Word for word, restate each entry in the listing below.

*** Material shown ***

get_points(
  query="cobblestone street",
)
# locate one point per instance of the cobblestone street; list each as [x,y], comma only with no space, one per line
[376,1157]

***

**Result below**
get_points(
  query="cobblestone street",
)
# locate one point per instance of the cobblestone street; list each as [x,y], comma only with no space, one per line
[376,1157]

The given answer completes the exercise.